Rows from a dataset
○ ○ ○ ○ ○ ○ ○

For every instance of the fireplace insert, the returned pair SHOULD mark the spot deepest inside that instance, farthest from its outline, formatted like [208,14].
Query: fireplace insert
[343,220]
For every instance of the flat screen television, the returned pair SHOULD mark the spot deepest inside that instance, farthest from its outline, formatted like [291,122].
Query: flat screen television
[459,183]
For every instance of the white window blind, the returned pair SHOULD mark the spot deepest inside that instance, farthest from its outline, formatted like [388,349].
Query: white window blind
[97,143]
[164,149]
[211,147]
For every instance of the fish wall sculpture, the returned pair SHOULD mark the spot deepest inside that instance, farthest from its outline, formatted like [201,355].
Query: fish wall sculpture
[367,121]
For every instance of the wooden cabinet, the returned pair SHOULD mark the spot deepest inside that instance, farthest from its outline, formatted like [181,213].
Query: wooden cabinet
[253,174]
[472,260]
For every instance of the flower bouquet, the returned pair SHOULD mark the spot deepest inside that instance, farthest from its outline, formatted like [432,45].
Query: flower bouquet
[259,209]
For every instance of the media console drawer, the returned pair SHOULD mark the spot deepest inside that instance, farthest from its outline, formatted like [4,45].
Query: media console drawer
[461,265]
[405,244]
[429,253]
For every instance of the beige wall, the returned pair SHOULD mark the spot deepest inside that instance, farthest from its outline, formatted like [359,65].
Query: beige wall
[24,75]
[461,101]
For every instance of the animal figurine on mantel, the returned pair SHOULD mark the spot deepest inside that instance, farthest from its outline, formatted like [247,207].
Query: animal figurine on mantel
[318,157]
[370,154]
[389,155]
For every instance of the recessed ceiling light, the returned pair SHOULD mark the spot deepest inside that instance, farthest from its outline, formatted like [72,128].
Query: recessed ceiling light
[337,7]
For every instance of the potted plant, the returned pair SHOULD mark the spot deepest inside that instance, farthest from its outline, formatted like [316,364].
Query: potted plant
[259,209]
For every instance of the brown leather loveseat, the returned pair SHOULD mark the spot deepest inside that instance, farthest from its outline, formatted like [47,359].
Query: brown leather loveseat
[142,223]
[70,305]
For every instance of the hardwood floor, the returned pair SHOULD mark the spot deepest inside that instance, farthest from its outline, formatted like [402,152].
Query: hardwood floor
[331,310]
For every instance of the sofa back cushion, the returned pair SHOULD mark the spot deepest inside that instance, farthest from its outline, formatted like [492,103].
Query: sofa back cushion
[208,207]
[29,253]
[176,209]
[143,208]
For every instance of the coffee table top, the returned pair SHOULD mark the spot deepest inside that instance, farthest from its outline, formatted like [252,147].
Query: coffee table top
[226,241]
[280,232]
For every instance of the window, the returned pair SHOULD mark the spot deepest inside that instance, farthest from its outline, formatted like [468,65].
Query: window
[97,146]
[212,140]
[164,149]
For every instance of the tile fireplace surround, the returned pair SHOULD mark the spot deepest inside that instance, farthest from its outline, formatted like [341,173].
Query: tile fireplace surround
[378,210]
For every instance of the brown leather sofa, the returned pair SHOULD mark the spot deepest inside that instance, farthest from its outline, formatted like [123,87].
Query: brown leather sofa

○ ○ ○ ○ ○ ○ ○

Directions for this task. Copy out all the rows above word for word, keeping every character unchanged.

Answer to this problem.
For every instance of the fireplace insert, the returned pair SHOULD mark the spot deepest inside that instance, farthest from its outline, formatted like [208,14].
Query: fireplace insert
[343,220]
For every instance of the flat screen television, the returned pair SHOULD mark the spot deepest inside that instance, farthest from its outline, formatted like [291,122].
Query: flat screen television
[459,183]
For every instance of the white window blind, the returned pair SHOULD mark the spot deepest inside that instance, farthest from its outline, formatted like [388,349].
Query: white window blind
[97,143]
[164,149]
[211,147]
For every instance of the fish wall sculpture, the returned pair SHOULD mark the spot deepest inside that instance, farthest from its outline, formatted like [201,355].
Query: fish wall sculpture
[367,121]
For every instance of the wooden cabinet, the returned pair SHOULD mark the spot deepest inside that instance, farthest from its outline, formatted like [181,213].
Query: wooden cabinet
[253,174]
[472,260]
For every instance of the flower bouquet, the returned pair SHOULD mark the spot deepest inside that instance, farthest from its outline, formatted like [432,45].
Query: flower bouquet
[259,209]
For every instance of the media console drawer, the returned pair SHOULD mark the spot deepest inside that instance, farthest from its outline, formatted like [4,45].
Query: media console drawer
[461,265]
[405,244]
[429,253]
For every instance of the beige wall, the returned pair SHOULD mark the spot deepest inside that instance, farthest from its outline, formatted like [359,65].
Query: beige wall
[24,75]
[461,101]
For every instance of the animal figurine on mantel, the returned pair SHOULD mark the spot deepest inside that instance, farthest from its outline, formatted like [247,207].
Query: animal figurine on mantel
[318,157]
[370,154]
[389,155]
For every instance of the recessed ceiling light, the returned pair SHOULD mark the spot deepest inside that instance, farthest from its outline, formatted like [72,128].
Query: recessed ceiling light
[337,7]
For every instance of the potted plant, the returned pair SHOULD mark the spot deepest inside that instance, farthest from its outline, formatted like [316,364].
Query: potted plant
[259,209]
For every instance of the brown leather loveseat, the returned pair SHOULD mark the spot deepest inside that instance, farthest from its outline, formatted like [47,359].
Query: brown leather loveseat
[142,223]
[70,305]
For every instance of the hardwood floor, the returned pair SHOULD mark the spot deepest inside that instance, farthest from its outline, formatted like [402,152].
Query: hardwood floor
[331,310]
For every instance of the sofa back cushion, the returned pair SHOULD mark the spot deepest inside that instance, farthest from its outline, formatted like [492,103].
Query: sofa back cushion
[208,207]
[29,253]
[176,209]
[143,208]
For every instance of the coffee table top, the returned pair SHOULD mark the spot deepest inside that instance, farthest from its outline, formatted like [252,147].
Query: coffee table top
[226,241]
[280,232]
For every instance of the window, the returned pair SHOULD mark the spot deepest inside that instance, farthest from its outline, formatted like [468,65].
Query: window
[97,146]
[212,140]
[164,149]
For every instance of the tile fireplace surround, the returned pair SHOULD mark the spot deepest inside that instance, farthest from its outline, formatted like [341,173].
Query: tile fireplace surround
[378,210]
For every instance of the brown leather sofa, the returned pair SHOULD mark the spot deepest inside that instance, farthest from its outline, formatted like [123,87].
Query: brown leather sofa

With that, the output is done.